Could you render the rows below as a numbered list, starting at the row that contains "Detect dark puffer jacket in this photo." and ending at the row that contains "818, 491, 897, 576"? Leave out any blank lines.

#### DATA PROVIDED ####

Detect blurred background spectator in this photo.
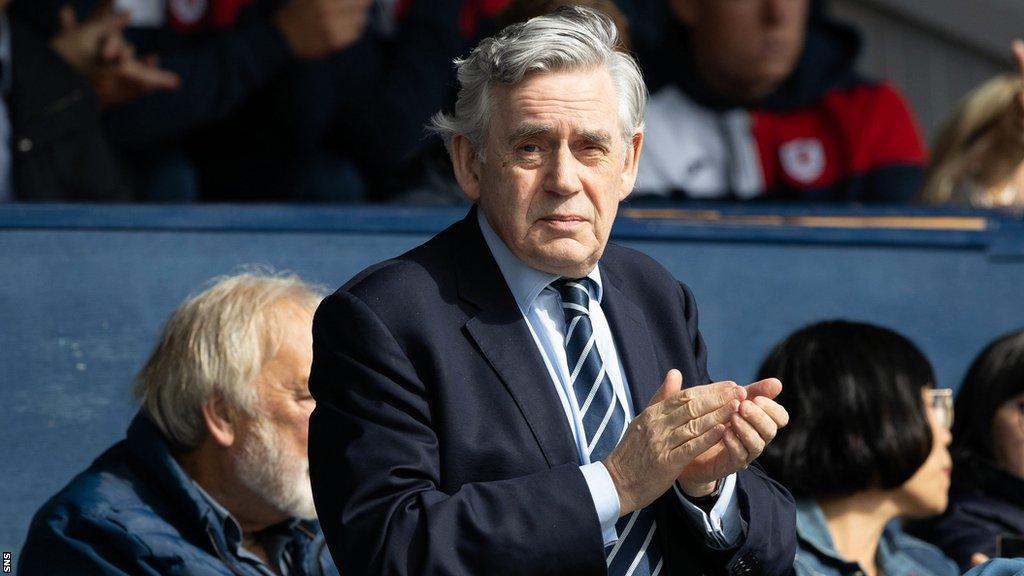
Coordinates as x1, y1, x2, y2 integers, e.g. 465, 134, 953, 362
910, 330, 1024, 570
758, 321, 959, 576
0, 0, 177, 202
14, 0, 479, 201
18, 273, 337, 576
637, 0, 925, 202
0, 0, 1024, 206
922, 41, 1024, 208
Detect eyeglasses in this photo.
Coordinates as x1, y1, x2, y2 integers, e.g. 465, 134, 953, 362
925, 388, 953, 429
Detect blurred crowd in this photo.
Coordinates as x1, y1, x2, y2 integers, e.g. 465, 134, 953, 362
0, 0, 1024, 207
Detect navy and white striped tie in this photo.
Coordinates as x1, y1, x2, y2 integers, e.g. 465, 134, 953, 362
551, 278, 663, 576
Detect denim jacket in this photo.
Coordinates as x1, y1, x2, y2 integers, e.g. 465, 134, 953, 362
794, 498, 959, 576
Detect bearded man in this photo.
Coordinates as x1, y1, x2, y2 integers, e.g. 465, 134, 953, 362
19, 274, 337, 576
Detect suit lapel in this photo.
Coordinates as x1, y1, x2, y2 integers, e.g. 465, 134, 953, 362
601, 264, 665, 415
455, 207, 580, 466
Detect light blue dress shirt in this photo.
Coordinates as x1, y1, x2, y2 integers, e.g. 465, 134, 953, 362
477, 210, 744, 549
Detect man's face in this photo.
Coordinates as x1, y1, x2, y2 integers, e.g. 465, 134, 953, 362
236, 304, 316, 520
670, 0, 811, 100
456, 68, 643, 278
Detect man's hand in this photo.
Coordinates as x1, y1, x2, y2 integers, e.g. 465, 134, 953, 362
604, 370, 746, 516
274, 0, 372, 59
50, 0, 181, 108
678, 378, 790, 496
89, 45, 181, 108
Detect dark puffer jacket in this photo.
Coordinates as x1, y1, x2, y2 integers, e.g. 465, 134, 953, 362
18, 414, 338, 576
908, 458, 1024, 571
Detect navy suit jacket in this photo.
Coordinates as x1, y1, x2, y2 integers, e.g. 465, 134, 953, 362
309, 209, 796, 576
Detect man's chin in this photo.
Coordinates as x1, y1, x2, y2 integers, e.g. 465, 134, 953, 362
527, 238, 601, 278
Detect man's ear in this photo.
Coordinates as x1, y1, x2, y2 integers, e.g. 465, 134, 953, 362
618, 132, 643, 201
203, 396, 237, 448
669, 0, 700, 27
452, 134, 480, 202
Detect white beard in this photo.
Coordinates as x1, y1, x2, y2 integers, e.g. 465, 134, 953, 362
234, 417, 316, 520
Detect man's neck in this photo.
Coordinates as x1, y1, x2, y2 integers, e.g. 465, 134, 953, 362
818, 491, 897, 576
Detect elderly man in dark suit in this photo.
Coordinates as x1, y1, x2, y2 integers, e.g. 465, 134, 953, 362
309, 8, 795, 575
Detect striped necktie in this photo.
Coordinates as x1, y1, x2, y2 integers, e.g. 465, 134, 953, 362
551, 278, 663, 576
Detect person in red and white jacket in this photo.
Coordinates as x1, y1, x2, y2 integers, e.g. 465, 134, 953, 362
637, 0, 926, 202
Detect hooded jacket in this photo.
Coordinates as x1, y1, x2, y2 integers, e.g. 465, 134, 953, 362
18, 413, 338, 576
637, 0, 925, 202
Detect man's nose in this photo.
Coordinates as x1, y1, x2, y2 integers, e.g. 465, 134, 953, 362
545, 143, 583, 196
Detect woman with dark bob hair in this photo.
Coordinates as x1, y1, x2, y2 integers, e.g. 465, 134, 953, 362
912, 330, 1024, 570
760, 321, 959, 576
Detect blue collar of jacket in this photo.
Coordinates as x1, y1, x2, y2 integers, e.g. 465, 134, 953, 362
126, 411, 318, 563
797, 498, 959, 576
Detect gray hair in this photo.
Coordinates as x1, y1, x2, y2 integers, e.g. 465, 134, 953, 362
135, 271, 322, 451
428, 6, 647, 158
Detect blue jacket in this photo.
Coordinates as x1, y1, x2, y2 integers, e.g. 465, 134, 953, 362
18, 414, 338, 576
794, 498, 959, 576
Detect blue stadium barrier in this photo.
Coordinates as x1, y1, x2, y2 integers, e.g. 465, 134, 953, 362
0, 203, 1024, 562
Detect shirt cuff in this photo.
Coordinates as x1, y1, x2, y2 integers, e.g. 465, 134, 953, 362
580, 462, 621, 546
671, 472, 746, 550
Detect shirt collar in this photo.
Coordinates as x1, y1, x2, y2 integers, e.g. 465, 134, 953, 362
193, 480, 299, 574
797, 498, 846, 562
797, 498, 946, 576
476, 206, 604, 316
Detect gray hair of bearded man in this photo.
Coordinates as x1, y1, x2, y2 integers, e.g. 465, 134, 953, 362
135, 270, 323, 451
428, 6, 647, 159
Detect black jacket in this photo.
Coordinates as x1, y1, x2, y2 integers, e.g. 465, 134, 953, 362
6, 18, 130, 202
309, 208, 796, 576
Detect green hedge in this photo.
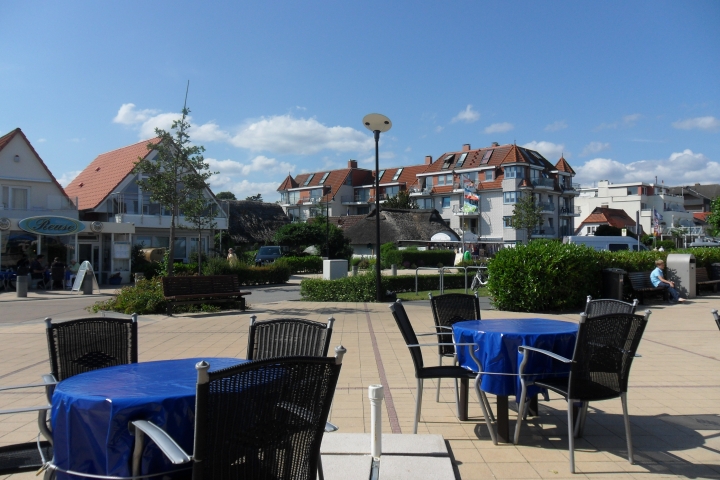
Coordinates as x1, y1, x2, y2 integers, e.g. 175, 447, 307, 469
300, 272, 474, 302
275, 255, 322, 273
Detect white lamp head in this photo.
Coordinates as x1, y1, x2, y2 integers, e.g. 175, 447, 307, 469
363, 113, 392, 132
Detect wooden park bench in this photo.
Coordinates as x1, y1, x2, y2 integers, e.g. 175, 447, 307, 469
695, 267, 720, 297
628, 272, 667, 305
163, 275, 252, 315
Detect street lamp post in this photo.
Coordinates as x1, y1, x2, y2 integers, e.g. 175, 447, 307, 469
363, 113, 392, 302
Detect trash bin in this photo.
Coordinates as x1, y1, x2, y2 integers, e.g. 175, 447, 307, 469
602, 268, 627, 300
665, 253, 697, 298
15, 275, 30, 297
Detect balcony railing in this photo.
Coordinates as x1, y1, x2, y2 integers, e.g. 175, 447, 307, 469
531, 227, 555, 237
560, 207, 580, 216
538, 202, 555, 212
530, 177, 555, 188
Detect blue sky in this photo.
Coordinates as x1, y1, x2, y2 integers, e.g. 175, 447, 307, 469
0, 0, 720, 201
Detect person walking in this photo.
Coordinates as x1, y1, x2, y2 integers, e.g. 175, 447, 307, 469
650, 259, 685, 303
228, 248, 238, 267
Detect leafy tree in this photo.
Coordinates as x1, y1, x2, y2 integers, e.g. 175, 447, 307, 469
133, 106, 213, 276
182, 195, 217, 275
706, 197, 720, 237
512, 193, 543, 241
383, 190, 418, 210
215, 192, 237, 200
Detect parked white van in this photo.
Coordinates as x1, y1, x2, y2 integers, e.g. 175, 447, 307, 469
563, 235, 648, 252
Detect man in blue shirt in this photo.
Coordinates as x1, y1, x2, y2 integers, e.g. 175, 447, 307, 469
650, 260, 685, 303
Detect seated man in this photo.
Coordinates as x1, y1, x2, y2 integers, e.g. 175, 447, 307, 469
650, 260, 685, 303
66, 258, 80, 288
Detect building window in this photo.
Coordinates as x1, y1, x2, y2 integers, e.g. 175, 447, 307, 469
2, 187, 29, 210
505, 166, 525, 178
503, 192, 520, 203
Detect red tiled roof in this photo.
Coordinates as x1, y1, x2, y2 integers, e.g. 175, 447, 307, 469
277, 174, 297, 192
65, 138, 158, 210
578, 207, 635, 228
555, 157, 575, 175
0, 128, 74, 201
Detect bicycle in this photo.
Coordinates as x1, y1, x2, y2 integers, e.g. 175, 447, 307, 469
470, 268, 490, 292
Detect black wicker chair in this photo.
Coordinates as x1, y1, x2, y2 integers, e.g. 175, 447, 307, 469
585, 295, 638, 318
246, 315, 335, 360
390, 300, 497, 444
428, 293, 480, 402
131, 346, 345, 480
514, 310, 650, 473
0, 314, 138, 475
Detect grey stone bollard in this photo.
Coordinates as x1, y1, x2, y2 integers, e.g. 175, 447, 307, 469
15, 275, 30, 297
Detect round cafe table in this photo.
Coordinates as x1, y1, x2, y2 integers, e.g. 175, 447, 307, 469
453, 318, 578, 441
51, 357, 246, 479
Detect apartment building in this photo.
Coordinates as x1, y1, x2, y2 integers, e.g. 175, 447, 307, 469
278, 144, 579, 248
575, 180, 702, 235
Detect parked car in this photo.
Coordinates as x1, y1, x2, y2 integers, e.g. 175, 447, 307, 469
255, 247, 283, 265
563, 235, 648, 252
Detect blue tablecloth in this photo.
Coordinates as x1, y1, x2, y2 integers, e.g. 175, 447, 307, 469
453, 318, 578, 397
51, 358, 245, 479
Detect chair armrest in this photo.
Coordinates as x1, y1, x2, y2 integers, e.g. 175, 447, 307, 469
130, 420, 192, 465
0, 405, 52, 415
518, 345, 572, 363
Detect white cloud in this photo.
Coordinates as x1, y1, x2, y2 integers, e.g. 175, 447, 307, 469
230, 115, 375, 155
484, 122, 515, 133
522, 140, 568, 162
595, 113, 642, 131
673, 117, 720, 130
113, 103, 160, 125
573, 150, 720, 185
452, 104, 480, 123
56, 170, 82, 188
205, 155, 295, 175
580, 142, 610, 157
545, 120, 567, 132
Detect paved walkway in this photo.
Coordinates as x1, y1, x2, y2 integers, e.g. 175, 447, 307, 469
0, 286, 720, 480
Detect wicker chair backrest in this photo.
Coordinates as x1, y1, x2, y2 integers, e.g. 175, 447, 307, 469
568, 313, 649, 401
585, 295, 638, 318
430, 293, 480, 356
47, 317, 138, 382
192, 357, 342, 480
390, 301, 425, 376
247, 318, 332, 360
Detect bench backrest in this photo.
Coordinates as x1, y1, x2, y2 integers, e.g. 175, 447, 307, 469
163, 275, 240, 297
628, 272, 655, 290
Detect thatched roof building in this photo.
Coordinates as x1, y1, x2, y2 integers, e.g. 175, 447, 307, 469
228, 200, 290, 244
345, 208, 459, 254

####
#### DATA PROVIDED ####

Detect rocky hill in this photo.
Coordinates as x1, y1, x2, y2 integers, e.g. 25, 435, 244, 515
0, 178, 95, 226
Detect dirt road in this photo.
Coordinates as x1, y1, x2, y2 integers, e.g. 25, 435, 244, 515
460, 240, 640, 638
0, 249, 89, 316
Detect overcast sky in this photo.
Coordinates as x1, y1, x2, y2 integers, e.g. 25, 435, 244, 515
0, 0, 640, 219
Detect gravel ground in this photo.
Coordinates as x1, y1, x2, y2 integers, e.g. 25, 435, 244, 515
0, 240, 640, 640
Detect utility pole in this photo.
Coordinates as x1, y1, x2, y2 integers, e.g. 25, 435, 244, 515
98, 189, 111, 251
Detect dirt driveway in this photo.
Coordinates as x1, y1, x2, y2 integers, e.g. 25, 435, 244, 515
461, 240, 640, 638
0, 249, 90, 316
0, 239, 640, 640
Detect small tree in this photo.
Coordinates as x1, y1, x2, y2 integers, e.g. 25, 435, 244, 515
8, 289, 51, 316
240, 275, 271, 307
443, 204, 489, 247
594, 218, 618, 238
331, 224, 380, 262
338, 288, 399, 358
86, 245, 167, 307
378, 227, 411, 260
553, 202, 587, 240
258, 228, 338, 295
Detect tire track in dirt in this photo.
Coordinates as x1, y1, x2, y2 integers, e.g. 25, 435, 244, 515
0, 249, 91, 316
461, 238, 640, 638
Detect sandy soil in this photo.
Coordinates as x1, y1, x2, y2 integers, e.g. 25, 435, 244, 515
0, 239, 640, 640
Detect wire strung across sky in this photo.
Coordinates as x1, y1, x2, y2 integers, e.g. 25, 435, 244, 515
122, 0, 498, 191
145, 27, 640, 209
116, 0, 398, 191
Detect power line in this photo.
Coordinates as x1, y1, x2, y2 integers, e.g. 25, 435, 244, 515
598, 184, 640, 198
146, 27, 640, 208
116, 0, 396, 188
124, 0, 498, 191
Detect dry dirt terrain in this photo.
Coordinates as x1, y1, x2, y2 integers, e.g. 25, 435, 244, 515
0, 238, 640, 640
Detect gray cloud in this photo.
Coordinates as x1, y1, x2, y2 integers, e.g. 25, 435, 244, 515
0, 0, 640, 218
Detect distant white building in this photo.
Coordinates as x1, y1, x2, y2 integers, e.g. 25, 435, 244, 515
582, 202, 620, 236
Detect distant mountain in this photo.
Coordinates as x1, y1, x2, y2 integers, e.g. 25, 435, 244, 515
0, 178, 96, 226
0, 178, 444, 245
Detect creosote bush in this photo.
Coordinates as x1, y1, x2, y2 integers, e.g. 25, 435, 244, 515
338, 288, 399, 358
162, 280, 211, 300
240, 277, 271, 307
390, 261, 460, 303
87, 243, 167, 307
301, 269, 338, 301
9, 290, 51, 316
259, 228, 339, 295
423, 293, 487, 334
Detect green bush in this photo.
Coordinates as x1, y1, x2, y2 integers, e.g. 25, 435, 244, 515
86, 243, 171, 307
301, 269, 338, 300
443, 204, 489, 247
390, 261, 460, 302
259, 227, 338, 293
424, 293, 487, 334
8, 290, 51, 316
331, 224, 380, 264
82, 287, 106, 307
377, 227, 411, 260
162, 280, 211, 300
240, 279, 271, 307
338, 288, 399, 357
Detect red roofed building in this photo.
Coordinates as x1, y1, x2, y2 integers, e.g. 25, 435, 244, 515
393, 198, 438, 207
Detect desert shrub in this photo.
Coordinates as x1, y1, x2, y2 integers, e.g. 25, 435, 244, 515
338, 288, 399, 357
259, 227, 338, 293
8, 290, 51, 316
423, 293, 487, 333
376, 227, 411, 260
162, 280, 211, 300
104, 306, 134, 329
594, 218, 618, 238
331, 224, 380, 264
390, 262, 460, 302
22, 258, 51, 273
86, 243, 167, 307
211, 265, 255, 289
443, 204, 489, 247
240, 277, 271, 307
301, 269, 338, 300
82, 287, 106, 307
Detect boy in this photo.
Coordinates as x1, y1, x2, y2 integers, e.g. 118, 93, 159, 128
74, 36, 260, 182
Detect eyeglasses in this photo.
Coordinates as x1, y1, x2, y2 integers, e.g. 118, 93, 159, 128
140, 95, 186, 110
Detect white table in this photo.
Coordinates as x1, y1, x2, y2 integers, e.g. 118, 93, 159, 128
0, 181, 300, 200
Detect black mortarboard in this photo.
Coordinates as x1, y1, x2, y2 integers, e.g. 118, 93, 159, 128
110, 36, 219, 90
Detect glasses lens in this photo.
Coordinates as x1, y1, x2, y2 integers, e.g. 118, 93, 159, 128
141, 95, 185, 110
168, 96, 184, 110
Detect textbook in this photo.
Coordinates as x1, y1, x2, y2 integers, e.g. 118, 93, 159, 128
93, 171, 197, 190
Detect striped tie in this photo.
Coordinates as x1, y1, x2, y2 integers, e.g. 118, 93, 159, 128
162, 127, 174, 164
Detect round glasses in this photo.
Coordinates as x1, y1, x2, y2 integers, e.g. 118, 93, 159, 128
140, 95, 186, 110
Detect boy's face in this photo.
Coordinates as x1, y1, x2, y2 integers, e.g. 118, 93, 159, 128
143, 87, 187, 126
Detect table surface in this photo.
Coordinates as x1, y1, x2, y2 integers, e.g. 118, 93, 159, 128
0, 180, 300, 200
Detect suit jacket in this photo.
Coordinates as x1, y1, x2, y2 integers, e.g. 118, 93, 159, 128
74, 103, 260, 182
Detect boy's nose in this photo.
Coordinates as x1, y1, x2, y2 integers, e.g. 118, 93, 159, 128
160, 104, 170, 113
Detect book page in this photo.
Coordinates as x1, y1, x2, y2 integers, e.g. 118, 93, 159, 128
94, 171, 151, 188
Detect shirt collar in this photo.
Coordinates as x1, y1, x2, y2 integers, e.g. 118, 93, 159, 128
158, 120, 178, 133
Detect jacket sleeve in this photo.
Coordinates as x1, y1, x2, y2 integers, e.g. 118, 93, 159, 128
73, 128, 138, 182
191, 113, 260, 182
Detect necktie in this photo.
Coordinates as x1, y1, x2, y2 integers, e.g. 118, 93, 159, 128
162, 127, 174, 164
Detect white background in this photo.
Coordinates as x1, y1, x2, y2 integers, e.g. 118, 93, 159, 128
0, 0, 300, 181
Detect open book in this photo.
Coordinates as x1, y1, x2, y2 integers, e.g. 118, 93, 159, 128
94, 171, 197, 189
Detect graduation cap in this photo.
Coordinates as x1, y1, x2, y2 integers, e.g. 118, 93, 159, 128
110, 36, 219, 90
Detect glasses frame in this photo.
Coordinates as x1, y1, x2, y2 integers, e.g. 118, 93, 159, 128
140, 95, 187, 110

####

◆ TASK SOLUTION ◆
1. Detect dark puffer jacket in this photo.
2. Coordinates as x1, y1, x2, y2 integers, e.g. 465, 134, 953, 362
3. 18, 414, 338, 576
4. 908, 458, 1024, 571
5. Detect navy suit jacket in this photo.
6. Coordinates as x1, y1, x2, y2 integers, e.g. 465, 134, 953, 362
7. 309, 209, 796, 576
8. Detect man's chin in this photo.
9. Coordinates as x1, y1, x2, y2 integers, e.g. 465, 134, 953, 362
10. 527, 238, 601, 278
11. Detect man's ear in this photo.
12. Coordinates as x1, y1, x2, y2 integers, e.g. 465, 134, 953, 362
13. 618, 132, 643, 201
14. 203, 396, 237, 448
15. 669, 0, 700, 27
16. 452, 134, 480, 202
17. Detect white beard in this photo.
18. Coordinates as x1, y1, x2, y2 integers, e.g. 465, 134, 953, 362
19. 234, 417, 316, 520
20. Detect man's neck in this photo.
21. Coordinates as x1, y1, x2, y2 integers, e.g. 465, 134, 953, 362
22. 818, 491, 897, 576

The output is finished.